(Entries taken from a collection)
^^^^^^^^^^^^^^^^
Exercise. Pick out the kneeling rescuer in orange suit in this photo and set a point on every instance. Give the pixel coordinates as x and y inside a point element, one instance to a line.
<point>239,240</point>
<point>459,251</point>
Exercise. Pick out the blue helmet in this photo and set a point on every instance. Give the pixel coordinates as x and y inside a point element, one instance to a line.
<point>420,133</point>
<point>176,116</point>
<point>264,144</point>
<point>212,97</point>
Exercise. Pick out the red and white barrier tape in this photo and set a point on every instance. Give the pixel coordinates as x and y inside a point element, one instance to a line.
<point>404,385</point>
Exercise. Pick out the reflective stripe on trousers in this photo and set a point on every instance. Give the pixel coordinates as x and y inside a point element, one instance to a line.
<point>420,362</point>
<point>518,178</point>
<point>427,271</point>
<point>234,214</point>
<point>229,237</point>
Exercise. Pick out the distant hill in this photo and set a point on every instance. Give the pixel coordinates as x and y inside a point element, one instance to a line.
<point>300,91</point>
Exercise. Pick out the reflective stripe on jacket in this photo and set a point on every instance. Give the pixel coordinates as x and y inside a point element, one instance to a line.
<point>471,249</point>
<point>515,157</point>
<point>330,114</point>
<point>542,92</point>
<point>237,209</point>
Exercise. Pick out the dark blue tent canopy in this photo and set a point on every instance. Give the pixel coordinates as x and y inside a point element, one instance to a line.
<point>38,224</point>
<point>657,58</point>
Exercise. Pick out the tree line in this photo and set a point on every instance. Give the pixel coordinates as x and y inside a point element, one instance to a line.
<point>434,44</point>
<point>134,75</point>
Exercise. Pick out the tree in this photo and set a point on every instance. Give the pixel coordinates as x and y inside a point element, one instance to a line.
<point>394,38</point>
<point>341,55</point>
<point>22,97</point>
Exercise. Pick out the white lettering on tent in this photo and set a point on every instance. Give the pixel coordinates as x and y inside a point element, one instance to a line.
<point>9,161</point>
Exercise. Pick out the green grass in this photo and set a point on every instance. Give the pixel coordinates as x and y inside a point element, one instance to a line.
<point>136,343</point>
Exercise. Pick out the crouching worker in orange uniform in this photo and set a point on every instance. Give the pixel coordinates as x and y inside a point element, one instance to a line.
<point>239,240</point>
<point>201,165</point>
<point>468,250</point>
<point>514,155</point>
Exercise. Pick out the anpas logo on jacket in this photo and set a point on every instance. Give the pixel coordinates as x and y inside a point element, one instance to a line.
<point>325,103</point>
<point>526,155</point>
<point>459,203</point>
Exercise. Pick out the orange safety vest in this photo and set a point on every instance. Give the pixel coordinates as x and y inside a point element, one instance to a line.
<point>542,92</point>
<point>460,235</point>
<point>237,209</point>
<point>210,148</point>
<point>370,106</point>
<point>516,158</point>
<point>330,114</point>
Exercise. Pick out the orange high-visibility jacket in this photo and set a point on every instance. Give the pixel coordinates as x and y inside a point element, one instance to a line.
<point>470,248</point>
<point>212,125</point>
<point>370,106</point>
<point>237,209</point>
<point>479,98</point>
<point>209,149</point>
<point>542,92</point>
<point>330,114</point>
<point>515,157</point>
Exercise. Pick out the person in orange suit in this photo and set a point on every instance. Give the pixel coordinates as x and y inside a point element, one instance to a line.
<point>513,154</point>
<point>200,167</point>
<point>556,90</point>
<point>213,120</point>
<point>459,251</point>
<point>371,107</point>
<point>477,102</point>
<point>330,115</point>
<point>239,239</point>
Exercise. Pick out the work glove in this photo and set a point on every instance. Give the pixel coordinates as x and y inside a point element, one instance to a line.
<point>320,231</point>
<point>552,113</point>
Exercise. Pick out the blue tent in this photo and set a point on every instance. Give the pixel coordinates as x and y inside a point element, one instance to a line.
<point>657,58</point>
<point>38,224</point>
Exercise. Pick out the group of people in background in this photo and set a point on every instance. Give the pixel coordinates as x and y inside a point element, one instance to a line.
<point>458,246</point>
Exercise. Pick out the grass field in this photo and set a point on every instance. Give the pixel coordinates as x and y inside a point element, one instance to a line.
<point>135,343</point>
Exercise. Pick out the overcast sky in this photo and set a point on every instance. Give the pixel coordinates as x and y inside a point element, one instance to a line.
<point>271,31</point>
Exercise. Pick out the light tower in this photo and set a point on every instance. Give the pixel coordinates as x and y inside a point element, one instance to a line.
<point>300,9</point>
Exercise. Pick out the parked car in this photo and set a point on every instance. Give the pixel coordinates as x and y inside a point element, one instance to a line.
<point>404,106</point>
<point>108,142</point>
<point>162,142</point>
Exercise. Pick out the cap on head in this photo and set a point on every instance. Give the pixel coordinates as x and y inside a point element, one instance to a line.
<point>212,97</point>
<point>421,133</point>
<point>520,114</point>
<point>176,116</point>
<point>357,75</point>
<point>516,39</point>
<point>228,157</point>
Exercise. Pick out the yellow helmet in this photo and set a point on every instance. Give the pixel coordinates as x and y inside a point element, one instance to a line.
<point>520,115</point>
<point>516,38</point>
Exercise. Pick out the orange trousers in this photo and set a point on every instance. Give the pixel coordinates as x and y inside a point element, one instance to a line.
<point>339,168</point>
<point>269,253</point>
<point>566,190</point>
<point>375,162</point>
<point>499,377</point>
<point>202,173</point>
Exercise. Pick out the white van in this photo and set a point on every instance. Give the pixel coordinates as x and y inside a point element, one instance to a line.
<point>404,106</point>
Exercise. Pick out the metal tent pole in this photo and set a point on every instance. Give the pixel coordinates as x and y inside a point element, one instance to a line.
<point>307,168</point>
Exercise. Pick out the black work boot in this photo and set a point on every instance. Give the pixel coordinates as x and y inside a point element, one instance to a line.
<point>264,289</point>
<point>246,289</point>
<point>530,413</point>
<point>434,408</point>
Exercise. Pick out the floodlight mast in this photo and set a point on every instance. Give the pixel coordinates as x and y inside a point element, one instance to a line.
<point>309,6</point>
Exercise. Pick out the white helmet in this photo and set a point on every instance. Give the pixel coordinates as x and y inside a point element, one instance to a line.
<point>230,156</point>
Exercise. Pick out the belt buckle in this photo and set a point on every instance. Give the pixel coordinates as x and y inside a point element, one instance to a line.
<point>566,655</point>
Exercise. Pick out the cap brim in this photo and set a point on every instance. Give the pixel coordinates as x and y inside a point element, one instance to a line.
^^^^^^^^^^^^^^^^
Each line above should be output exactly as written.

Exercise. Pick out the kneeling rescuer in orange suit in this photo and set a point on every instance. Give the pixel coordinates as x and y inside a point element, one instance to a line.
<point>239,240</point>
<point>459,251</point>
Exercise. Pick out the blue helmet in this photo and set a point on every instance. Give the pixel coordinates as x and y inside a point element, one instance to a line.
<point>420,133</point>
<point>176,116</point>
<point>264,144</point>
<point>212,97</point>
Exercise. Pick out the red and white barrier tape in this photo and set a point on every instance. Give the pixel coordinates as x and y inside a point element, one instance to a line.
<point>404,385</point>
Exercise. Pick out the reflective stripe on trousers in this photo and set a point on every instance. Give the pixel coordinates as x and y inside a point element, one instance to a line.
<point>420,362</point>
<point>518,178</point>
<point>427,271</point>
<point>234,214</point>
<point>229,237</point>
Exercise. Pick out the distant hill in this photo and set a point on every instance. Give the pixel coordinates as x and y inside a point element, one instance to a line.
<point>300,91</point>
Exercise. Pick out the reflective stripe on jacket in this photo and set a point on every instance. Give the pixel coordinates as x and y inside a point element, one instance to a line.
<point>471,249</point>
<point>515,157</point>
<point>330,114</point>
<point>542,92</point>
<point>237,209</point>
Exercise. Pick out the dark blue tent canopy in this photo and set a point on every instance. Give the pixel coordinates as x and y inside a point element, one instance to a line.
<point>38,224</point>
<point>657,58</point>
Exercise. Pick out the tree line in this photo and set a point on every instance. Give the pixel coordinates as x and y inside a point element, one instance to a line.
<point>434,44</point>
<point>134,75</point>
Exercise. Pick out the tree in this photo and set a point on every instance. Give the pixel coordinates as x and y inside a point element, one instance to a line.
<point>394,38</point>
<point>341,55</point>
<point>22,97</point>
Exercise. Pick out the white lettering on tent in this photo and set a point on every instance. Give the pixel coordinates as x and y inside a point element, one instance to a line.
<point>9,161</point>
Exercise. Pick out the green grass in this photo and set a point on every instance. Give the pixel coordinates as x and y inside a point element, one instance to a line.
<point>136,343</point>
Exercise. Pick out the crouching worker in orange uniform in this photo and set a point on every instance. Give the pixel coordinates as x and y inside a point element, one instance to a line.
<point>239,240</point>
<point>201,165</point>
<point>468,250</point>
<point>514,155</point>
Exercise. Pick out the anpas logo on jacket in this photo and set a point on every instance. Give the pixel coordinates as x and y inside a point element, one instance to a line.
<point>325,103</point>
<point>526,155</point>
<point>459,203</point>
Exercise. Pick out the orange safety vest in this photo and set a point on every instance. Give the pixel coordinates as x and y inside a point element, one instance to a line.
<point>542,92</point>
<point>460,235</point>
<point>237,209</point>
<point>210,148</point>
<point>370,106</point>
<point>516,158</point>
<point>330,114</point>
Exercise. Pick out the orange high-visibility jacket in this photo and set a point on every instance. Give the pixel coordinates as x and y inside a point element, one instance to a line.
<point>470,248</point>
<point>212,125</point>
<point>370,106</point>
<point>237,209</point>
<point>479,98</point>
<point>209,149</point>
<point>542,92</point>
<point>330,114</point>
<point>515,157</point>
Exercise. Pick out the person in orange suit in this photo and set a point on every instance. Give the pixel coordinates as x and y inside a point element, one instance to a line.
<point>513,154</point>
<point>200,167</point>
<point>556,90</point>
<point>213,120</point>
<point>459,251</point>
<point>371,107</point>
<point>477,102</point>
<point>330,115</point>
<point>239,239</point>
Exercise. Pick out the work glove in this photo and set a point on every instance. Give the pixel coordinates as x and y inside a point element, one instance to a line.
<point>320,231</point>
<point>552,113</point>
Exercise. Pick out the blue tent in this photo and set a point on every instance. Give the pixel coordinates as x and y inside a point element, one instance to a line.
<point>657,58</point>
<point>38,224</point>
Exercise. Pick out the group of people in background in this photo and set a point on every instance. Give the pixel coordinates as x and y inside a point element, one instance to a line.
<point>458,246</point>
Exercise. Pick out the grass field in this photo and set a point on every instance. Give the pixel coordinates as x and y inside a point element, one instance to a line.
<point>135,343</point>
Exercise. Pick out the overcast sky in this photo and set a point on every instance. Give the pixel coordinates as x and y inside a point element, one instance to a line.
<point>271,31</point>
Exercise. Pick out the light tower in this photo and set a point on every instance. Give the pixel coordinates as x and y inside a point element, one instance to a line.
<point>300,9</point>
Exercise. Pick out the parked car in this photo and set a point on every instance. Give the pixel coordinates as x and y inside a point element, one instance to a line.
<point>404,106</point>
<point>108,142</point>
<point>162,142</point>
Exercise. Pick out the cap on head in this photo and set a point on every instance. Give the pixel coordinates as x and y inside a point element, one instance to a line.
<point>212,97</point>
<point>421,133</point>
<point>520,114</point>
<point>176,116</point>
<point>357,75</point>
<point>516,39</point>
<point>228,157</point>
Exercise. Pick out the yellow helmet in this photo and set a point on every instance. Give the pixel coordinates as x and y inside a point element, one instance to a line.
<point>520,115</point>
<point>516,38</point>
Exercise. Pick out the orange trousers in this photo and set a point on every instance. Give the pixel coordinates as x and y inside a point element, one instance to a line.
<point>339,168</point>
<point>269,253</point>
<point>566,190</point>
<point>375,162</point>
<point>499,377</point>
<point>202,173</point>
Exercise. Pick out the white van in this photo and set a point on every instance. Give the pixel coordinates as x and y inside a point element, one instance to a line.
<point>404,106</point>
Exercise. Pick out the metal tent pole in this photo and set a point on every instance. Give the pixel coordinates as x and y inside a point element, one instance to a line.
<point>307,168</point>
Exercise. Pick out the black work boot in this photo and set a point on every instance. Give the pixel coordinates as x and y inside a point element, one instance to a line.
<point>264,289</point>
<point>246,289</point>
<point>530,413</point>
<point>434,408</point>
Exercise. Pick out the floodlight mast in this photo and set a point on every instance. Give the pixel coordinates as x and y inside a point element, one instance to a line.
<point>309,6</point>
Exercise. Pick out the white helmet in this photo and set a point on every instance. Give the pixel coordinates as x and y inside a point element, one instance to a line.
<point>230,156</point>
Exercise. Pick out the belt buckle in this photo and set a point on every instance. Give the pixel coordinates as x and y inside a point element, one instance to a line.
<point>566,655</point>
Exercise. Pick out the cap brim in this photo and set a point on every instance. Give the pixel coordinates as x and y inside a point element, one instance to a line.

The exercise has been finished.